Dataset:
* * * * * * *

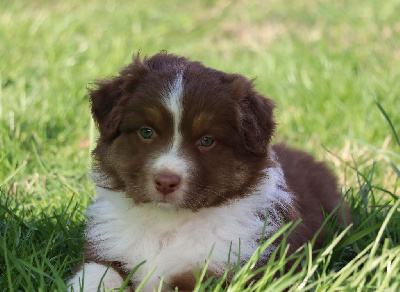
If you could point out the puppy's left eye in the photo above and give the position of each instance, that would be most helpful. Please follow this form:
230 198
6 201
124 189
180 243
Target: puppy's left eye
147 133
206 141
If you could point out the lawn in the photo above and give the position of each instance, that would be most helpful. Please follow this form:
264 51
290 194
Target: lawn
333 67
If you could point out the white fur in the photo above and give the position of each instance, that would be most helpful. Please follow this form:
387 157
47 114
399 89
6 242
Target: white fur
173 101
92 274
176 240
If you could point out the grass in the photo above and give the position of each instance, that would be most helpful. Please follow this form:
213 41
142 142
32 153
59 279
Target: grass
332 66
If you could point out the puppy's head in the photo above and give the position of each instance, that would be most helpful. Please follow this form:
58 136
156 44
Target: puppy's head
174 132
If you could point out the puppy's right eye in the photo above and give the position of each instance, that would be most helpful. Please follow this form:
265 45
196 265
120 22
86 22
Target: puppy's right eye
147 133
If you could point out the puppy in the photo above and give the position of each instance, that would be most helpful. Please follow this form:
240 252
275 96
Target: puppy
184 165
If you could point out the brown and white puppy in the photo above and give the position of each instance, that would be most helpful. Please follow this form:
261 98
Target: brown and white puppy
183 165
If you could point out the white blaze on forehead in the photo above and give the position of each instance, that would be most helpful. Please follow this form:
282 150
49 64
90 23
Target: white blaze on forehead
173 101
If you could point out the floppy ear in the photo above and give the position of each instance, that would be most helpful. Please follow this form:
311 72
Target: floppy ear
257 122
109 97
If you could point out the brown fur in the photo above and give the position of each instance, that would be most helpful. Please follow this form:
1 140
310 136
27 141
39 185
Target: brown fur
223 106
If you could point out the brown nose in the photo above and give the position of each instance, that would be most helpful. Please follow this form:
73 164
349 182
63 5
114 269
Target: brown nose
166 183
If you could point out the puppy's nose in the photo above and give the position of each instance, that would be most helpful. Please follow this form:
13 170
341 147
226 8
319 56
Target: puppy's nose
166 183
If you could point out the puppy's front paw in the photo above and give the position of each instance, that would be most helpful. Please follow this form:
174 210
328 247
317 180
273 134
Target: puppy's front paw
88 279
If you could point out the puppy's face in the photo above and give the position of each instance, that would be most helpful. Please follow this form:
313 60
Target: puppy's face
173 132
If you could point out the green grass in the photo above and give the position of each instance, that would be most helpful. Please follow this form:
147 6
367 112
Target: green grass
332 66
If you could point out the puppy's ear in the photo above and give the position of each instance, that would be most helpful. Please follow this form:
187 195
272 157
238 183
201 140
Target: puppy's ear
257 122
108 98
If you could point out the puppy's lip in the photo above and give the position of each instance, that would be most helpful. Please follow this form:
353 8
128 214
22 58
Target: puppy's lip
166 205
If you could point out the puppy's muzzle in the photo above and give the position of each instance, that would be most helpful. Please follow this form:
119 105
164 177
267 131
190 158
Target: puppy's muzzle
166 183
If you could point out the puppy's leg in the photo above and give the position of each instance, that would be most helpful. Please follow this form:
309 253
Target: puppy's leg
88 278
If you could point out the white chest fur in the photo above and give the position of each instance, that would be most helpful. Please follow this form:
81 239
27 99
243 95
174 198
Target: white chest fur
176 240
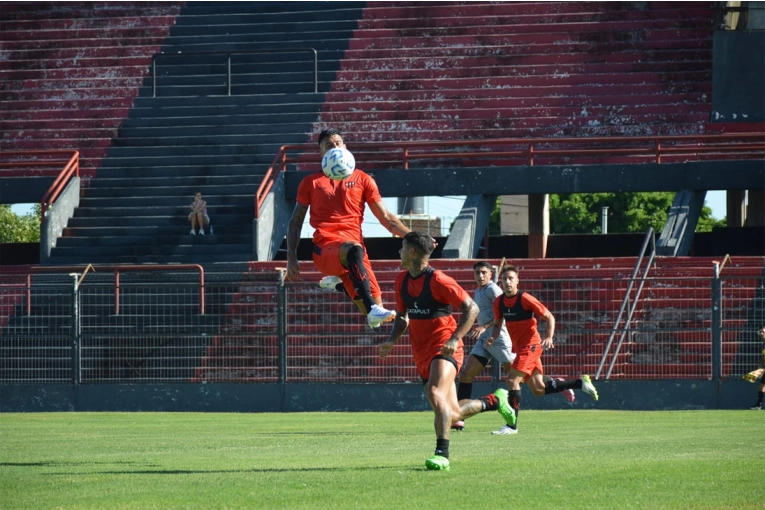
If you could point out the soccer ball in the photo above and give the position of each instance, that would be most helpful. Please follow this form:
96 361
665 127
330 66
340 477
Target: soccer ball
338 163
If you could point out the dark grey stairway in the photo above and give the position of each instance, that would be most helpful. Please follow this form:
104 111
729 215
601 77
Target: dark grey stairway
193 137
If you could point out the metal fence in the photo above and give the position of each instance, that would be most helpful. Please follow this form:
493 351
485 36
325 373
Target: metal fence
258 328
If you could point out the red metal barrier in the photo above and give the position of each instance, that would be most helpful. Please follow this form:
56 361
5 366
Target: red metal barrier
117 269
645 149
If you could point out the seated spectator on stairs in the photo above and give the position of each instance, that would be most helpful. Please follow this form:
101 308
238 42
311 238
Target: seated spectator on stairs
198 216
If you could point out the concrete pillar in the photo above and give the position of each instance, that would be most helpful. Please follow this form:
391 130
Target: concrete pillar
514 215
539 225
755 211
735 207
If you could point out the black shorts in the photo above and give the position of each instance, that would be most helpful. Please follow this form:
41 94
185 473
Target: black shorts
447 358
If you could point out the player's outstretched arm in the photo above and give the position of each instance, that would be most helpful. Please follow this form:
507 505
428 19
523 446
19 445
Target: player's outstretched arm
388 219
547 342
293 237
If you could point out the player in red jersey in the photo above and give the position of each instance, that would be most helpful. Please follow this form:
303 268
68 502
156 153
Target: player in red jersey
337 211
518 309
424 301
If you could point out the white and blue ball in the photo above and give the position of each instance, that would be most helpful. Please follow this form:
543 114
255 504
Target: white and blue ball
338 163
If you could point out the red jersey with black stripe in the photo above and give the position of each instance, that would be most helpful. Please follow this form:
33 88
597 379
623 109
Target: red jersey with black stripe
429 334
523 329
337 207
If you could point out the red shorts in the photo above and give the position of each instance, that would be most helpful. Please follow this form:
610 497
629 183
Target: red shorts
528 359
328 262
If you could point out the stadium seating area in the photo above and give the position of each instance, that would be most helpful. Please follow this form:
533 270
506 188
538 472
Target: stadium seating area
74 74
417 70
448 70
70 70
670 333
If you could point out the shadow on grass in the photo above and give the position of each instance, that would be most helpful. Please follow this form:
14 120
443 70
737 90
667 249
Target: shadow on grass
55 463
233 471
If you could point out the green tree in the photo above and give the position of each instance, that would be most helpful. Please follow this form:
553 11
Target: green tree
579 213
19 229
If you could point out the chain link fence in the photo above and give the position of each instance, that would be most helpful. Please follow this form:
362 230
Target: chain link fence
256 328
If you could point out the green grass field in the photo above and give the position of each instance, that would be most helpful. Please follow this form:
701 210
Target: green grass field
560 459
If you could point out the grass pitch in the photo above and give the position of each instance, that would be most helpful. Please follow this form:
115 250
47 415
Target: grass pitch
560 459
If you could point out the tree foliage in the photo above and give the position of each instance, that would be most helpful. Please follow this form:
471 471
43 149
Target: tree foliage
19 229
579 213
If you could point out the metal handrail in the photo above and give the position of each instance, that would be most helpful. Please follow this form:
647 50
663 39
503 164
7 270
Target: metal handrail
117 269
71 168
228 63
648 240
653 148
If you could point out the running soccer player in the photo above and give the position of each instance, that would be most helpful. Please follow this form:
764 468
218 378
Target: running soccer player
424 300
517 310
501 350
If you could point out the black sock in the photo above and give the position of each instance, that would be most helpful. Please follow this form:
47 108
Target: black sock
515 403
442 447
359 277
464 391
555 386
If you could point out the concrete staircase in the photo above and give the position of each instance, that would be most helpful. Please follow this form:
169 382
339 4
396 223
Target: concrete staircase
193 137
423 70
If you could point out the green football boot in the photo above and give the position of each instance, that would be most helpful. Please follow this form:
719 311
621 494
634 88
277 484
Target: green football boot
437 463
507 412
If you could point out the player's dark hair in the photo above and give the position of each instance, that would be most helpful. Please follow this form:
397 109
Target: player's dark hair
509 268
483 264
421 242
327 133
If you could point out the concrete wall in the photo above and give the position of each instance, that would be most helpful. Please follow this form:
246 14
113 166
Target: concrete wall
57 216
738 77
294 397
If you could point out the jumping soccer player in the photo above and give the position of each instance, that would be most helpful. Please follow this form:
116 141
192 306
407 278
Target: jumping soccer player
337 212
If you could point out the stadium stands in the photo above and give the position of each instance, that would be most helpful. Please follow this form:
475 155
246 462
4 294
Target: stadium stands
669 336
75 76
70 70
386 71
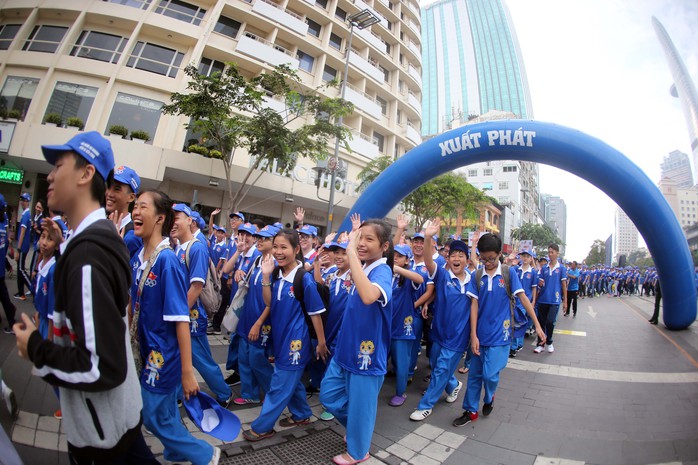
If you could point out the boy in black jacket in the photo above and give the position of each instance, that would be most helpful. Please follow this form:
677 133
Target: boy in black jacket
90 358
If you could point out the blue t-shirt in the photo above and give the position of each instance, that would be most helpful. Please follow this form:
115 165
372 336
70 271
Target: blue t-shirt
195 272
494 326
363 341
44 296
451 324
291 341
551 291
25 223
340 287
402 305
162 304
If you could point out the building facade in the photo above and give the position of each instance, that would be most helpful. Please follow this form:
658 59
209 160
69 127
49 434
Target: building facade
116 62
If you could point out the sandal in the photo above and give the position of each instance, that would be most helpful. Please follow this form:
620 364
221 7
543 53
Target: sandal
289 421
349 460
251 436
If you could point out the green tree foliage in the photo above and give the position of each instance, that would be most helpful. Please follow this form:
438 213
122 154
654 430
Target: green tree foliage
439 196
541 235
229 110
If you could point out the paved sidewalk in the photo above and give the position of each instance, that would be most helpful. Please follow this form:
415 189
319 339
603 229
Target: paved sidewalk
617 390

* * * * * * *

Task goal:
Extract every line from the one with "If you could point out the green tree foliage" down to the final line above, both included, exactly as written.

Solution for this exercise:
If you could point out the green tree foliage in the photo above and give the position of each instance, that would be most helpful. Please follow this form:
438 213
122 154
654 430
Target: green tree foliage
439 196
541 235
229 110
If you could point out the paved sidewalk in the photo above and give the position of each instance, that would be most helpful. Please follow this form:
415 189
319 339
603 229
Target: paved sidewalk
617 390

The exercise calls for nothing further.